__Exercise goal__. With the pictures omitted, write out the entries that follow exactly as they stand.

__Entries shown__.
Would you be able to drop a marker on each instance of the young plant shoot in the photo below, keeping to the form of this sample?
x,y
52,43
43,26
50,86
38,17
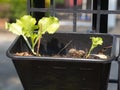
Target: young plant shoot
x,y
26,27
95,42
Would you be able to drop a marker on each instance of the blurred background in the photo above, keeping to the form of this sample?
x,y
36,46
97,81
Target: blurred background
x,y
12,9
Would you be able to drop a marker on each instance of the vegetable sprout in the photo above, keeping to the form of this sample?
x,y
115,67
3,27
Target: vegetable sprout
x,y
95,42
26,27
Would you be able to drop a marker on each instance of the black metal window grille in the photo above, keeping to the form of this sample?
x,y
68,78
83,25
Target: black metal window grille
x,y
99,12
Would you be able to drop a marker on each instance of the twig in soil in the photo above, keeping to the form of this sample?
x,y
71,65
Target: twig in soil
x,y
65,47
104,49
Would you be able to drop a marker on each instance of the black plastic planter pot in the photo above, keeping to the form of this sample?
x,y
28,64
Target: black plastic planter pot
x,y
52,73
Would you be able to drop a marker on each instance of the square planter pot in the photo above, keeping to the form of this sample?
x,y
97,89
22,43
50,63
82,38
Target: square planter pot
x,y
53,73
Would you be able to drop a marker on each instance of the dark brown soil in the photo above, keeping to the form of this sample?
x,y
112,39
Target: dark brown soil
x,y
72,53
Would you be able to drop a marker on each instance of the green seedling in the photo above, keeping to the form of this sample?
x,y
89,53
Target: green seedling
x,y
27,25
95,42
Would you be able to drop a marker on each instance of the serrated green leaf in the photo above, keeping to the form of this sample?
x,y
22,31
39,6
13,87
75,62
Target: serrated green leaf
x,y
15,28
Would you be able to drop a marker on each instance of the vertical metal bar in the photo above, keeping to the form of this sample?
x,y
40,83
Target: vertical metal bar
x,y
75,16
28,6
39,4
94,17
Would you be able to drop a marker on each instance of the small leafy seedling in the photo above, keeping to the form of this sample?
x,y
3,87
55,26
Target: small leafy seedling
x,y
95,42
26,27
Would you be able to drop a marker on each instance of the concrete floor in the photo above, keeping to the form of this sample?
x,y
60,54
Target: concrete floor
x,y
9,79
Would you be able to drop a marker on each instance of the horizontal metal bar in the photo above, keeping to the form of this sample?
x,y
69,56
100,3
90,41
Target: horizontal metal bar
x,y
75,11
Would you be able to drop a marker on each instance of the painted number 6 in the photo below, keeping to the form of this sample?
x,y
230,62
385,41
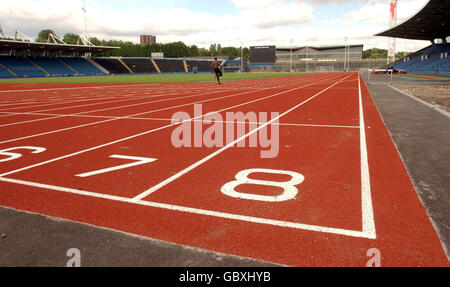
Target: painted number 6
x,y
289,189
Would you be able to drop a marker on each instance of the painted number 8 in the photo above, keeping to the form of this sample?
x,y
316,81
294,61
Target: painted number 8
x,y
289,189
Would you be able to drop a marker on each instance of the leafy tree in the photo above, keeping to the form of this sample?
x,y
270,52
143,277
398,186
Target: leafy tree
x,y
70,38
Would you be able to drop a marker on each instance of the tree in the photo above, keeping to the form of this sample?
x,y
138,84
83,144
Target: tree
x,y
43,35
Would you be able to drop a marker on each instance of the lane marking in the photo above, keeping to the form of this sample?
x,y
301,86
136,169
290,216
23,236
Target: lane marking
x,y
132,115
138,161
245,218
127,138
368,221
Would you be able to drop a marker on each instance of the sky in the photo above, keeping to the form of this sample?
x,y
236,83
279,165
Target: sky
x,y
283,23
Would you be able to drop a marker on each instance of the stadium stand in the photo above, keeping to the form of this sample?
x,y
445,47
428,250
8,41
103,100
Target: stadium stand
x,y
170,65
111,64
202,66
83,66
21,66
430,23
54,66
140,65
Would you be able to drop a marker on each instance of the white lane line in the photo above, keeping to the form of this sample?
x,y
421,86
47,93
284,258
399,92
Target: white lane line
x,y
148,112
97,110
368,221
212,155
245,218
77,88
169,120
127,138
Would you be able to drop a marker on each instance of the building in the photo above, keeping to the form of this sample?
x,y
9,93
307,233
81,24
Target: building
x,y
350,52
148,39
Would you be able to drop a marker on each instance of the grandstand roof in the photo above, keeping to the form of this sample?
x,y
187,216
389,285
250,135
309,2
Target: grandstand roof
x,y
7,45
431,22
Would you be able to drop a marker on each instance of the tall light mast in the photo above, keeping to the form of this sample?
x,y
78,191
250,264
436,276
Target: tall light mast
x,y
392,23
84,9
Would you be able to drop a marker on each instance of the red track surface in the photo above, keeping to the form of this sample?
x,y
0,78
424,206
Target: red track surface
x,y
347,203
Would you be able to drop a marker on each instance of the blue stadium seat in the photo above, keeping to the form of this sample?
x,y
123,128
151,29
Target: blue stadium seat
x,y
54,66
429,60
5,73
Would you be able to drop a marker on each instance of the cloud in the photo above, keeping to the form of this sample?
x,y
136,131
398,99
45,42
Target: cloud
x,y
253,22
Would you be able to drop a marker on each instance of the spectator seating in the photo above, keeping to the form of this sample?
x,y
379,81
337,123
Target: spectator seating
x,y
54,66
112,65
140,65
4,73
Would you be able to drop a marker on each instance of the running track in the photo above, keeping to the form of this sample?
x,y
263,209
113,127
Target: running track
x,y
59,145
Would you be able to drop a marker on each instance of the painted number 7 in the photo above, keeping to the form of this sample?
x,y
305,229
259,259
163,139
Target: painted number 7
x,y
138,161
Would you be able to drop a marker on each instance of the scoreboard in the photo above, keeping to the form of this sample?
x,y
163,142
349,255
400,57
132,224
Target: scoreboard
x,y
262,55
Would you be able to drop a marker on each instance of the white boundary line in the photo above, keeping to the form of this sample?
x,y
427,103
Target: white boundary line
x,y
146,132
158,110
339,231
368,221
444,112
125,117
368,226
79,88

__Completed task__.
Would you be able to drop a marker on each instance of the young plant shoot in the photo below, keeping to the form of this sample?
x,y
52,43
43,26
50,86
38,17
Target: young plant shoot
x,y
26,27
95,42
Would you be able to drop a marker on each instance of the blurred background in the photo above, keeping to the form of this sample?
x,y
36,46
97,81
Target: blurred background
x,y
12,9
Would you be able to drop a marker on each instance of the vegetable sprout in the photo above, keeping to the form of this sample?
x,y
115,67
3,27
Target: vegetable sprout
x,y
95,42
26,27
Would you be able to drop a marker on each instance of the black metal window grille in the photo above, keeping to the form of this sample?
x,y
68,78
83,25
Target: black metal window grille
x,y
99,12
Would you be able to drop a marker on each instance of the twig in soil in the photo above, keeping to the form of this sample?
x,y
71,65
Target: twig in soil
x,y
65,47
104,49
Would you be able to drop a marker on each instance of the black plastic planter pot in the photo above, keeping to the form of this sample?
x,y
28,64
Target: black plastic planter pot
x,y
52,73
Would you be able to drop a marker on each instance of the square planter pot in the photo above, keeping to the form of this sample?
x,y
97,89
22,43
50,63
82,38
Target: square planter pot
x,y
53,73
Would you be able to drop a marker on each instance of the dark brown soil in the photo above, keeping to the form of this sample?
x,y
112,39
Target: dark brown soil
x,y
72,53
Would you be able to drop a marker on each instance of the green seedling in the photo above, keeping to the form of this sample?
x,y
89,53
Target: green seedling
x,y
27,25
95,42
Would you be able to drop a marker on each instance of the serrated green leaf in the photo above, keeping to the form of this sample?
x,y
22,31
39,6
13,87
75,62
Target: serrated green leaf
x,y
15,28
Would you be able to drop a marker on each instance of the vertical metal bar in the photo above, keeping to the form of this sample?
x,y
40,83
Target: vertical metal bar
x,y
75,16
28,6
39,4
94,17
Would you be able to drop a marker on each instance of the small leafy seedling in the photo above, keeping to the form of this sample?
x,y
3,87
55,26
Target: small leafy seedling
x,y
95,42
26,27
Would you be able to drop a marker on each instance of the concrete floor in the photo above, keeping to the form of this sample?
x,y
60,54
Target: concrete floor
x,y
9,79
Would you be able to drop a marker on each instance of the horizontal metal bar in the photo above, keeping to the form of this sample?
x,y
69,56
100,3
90,41
Target: horizontal metal bar
x,y
75,11
Would you be able to drop a marker on each instance of the painted number 6 in the photo below, keeping to the form of this sample?
x,y
230,62
385,41
Target: painted number 6
x,y
289,189
Would you be able to drop a marker on each instance of the painted number 8 in the photo above, keeping to the form of this sample?
x,y
316,81
294,61
Target: painted number 8
x,y
289,189
Would you be able to drop a marker on each instance of the leafy tree in the photo above, keeping to the form of this sample?
x,y
270,52
143,277
398,186
Target: leafy tree
x,y
70,38
Would you be able to drop a marker on each instance of the tree in the photo above, keeping to the form of this sample?
x,y
138,84
83,144
Target: tree
x,y
43,35
Would you be able to drop a marker on each instance of the lane marking in the photo above, keeping to the form of this sample?
x,y
301,86
136,169
290,216
23,236
Target: lane marking
x,y
132,115
138,161
245,218
127,138
368,221
Would you be able to drop a marker on each instance of the sky in the photo above, keeping to the form of this sample?
x,y
236,83
279,165
Target: sky
x,y
283,23
Would you be able to drop a marker on each instance of the stadium stand in the photo above, keeping to the form of this sample?
x,y
445,47
428,250
8,41
103,100
Target: stadium stand
x,y
170,65
111,64
202,66
83,66
21,66
430,23
54,66
140,65
Would you be able to drop a marker on each instance of the white lane line in the photo above, keeping to the form of this sample?
x,y
421,86
47,93
284,258
399,92
Target: white lane line
x,y
148,112
97,110
368,221
212,155
245,218
77,88
169,120
127,138
Would you be able to drop a marker on each instance of the building in the photo above, keeping to the form of this sample?
x,y
9,93
307,233
81,24
Target: building
x,y
350,52
148,39
Would you be able to drop a marker on each instance of the grandstand roof in the photo above, keeping to the form of this sample?
x,y
187,216
389,285
250,135
309,2
Target: grandstand roof
x,y
7,45
431,22
Would you be able to drop a marker on each instance of the tall light mast in the photo above, keeping to the form of this sample?
x,y
78,191
250,264
436,276
Target: tall light mast
x,y
392,23
84,9
Would you be able to drop a marker on each instance of the red track surface in the photo above, keeping to the form of this sample?
x,y
0,78
424,206
Target: red track surface
x,y
347,203
Would you be able to drop a marker on each instance of the blue stadium seat in the photo above, keeping to the form of this sample?
x,y
123,128
151,29
Target: blue stadium seat
x,y
54,66
429,60
5,73
Would you be able to drop a marker on each instance of the cloud in the photo above, keeping to the form of this sample?
x,y
136,131
398,99
45,42
Target: cloud
x,y
253,22
Would you be able to drop a marker on each instance of the spectator seating in the photo above, keeping to the form of this sample?
x,y
379,81
337,123
Target: spectator seating
x,y
54,66
112,65
140,65
4,73
Would you be able to drop a marker on each instance of the running track in the photo above, keeping to the form of this sample?
x,y
263,209
113,127
Target: running track
x,y
59,145
Would you be able to drop a marker on each instance of the painted number 7 in the photo above, keeping to the form of this sample?
x,y
305,229
259,259
163,139
Target: painted number 7
x,y
138,161
Would you be able to drop a marker on each instance of the scoreboard in the photo above, keeping to the form of this sample?
x,y
163,142
349,255
400,57
132,224
Target: scoreboard
x,y
262,55
Would you be able to drop a marker on each instance of the white boundary line in the photo above, keeping to the form of this sample?
x,y
427,103
Target: white boundary line
x,y
146,132
158,110
339,231
368,221
444,112
125,117
368,226
79,88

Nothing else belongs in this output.